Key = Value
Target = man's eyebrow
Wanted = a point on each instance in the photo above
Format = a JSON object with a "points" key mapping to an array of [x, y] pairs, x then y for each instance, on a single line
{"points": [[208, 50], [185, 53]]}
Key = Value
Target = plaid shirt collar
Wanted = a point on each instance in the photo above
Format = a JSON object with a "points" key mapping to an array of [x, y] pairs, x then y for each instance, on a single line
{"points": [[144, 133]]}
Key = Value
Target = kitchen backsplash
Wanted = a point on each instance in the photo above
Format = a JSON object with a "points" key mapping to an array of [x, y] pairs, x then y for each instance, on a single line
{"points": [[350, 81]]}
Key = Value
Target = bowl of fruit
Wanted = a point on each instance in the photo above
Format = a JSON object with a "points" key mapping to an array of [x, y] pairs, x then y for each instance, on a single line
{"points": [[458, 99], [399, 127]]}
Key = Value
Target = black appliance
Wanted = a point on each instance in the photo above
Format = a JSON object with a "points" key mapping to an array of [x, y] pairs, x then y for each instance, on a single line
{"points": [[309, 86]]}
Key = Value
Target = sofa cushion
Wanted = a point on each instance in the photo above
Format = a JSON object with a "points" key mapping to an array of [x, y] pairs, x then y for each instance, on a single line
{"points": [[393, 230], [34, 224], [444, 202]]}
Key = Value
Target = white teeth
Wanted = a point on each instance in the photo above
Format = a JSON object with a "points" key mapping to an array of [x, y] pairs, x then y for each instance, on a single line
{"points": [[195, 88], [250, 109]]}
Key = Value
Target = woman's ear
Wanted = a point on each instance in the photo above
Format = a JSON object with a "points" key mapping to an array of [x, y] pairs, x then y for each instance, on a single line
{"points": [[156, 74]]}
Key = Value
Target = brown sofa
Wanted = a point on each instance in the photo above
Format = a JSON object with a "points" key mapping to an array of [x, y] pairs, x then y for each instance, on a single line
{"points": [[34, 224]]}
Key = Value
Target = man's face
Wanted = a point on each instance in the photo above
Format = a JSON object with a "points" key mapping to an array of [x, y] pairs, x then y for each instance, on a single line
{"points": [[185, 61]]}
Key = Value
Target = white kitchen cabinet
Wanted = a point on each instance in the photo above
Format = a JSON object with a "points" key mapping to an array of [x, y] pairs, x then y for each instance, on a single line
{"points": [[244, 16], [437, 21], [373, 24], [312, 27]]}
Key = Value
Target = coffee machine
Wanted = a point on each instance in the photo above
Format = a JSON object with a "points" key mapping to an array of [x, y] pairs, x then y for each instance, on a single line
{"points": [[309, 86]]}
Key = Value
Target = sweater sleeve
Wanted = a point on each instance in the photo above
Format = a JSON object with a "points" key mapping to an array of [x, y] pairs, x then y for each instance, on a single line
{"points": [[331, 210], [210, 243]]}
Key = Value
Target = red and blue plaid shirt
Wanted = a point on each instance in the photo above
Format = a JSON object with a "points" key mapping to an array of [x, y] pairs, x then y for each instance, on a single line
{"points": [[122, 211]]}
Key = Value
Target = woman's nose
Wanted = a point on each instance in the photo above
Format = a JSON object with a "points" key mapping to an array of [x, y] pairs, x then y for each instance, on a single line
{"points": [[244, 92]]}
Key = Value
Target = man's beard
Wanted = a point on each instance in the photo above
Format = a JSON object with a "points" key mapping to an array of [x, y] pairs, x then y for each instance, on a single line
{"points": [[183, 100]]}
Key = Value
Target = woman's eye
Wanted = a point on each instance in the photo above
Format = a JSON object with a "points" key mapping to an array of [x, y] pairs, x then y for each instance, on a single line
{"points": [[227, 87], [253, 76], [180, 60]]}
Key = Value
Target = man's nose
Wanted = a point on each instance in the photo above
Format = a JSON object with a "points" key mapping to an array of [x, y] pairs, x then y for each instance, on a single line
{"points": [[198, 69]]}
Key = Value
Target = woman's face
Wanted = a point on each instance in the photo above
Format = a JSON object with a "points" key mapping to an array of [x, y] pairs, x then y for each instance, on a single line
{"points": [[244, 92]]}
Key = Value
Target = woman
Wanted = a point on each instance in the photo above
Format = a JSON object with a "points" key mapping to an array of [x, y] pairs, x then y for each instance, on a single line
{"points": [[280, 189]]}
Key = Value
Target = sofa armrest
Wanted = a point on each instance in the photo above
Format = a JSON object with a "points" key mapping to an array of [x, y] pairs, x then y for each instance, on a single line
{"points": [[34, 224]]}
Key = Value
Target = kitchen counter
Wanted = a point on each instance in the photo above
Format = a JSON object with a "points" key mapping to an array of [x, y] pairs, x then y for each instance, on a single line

-=-=-

State how many lines of the records contain the string "kitchen", counting only matches with the same capitalization. Reply with the number alone.

# [SOLUTION BELOW]
3